▸ **SOURCE DATA**
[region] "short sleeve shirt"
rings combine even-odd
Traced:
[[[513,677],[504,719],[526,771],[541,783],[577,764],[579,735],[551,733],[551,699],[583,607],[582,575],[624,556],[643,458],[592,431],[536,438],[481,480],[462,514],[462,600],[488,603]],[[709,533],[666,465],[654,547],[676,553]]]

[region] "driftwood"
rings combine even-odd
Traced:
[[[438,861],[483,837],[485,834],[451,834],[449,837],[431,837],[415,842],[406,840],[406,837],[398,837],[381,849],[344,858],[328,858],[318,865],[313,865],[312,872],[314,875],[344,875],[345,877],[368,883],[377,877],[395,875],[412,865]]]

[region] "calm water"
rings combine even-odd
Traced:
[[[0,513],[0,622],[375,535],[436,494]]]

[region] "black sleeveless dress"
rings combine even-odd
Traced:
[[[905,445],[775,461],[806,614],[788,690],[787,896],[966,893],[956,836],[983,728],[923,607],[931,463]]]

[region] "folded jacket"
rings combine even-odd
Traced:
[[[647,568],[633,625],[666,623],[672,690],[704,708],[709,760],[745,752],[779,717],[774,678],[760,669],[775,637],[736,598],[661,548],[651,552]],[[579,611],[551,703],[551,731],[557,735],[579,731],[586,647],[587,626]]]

▸ **OBJECTIVE**
Give the lines above as a numbered list, omitting any blank lines.

▸ **REPLY TO THE EXERCISE**
1. [region] "short sleeve shirt"
2. rings combine even-odd
3. Traced:
4. [[[513,677],[504,719],[526,771],[541,783],[577,764],[579,735],[551,733],[551,699],[583,607],[582,575],[624,556],[643,458],[592,431],[536,438],[481,480],[462,514],[462,600],[488,603]],[[709,533],[666,465],[654,547],[676,553]]]
5. [region] "driftwood"
6. rings combine even-odd
7. Traced:
8. [[[438,861],[483,837],[485,834],[451,834],[449,837],[431,837],[415,842],[406,840],[406,837],[398,837],[381,849],[344,858],[328,858],[318,865],[313,865],[312,872],[314,875],[344,875],[345,877],[368,883],[377,877],[395,875],[412,865]]]
9. [region] "calm water"
10. rings combine even-odd
11. Traced:
12. [[[0,513],[0,622],[375,535],[436,494]]]
13. [region] "black sleeveless dress"
14. rings combine even-odd
15. Traced:
16. [[[905,445],[775,461],[806,614],[788,690],[787,896],[966,893],[956,836],[983,728],[923,607],[931,463]]]
17. [region] "folded jacket"
18. rings combine even-odd
19. Traced:
20. [[[647,568],[633,625],[666,623],[672,690],[704,708],[709,760],[745,752],[779,717],[774,678],[760,669],[775,637],[736,598],[661,548],[651,552]],[[579,611],[551,703],[551,731],[557,735],[579,731],[586,647],[587,626]]]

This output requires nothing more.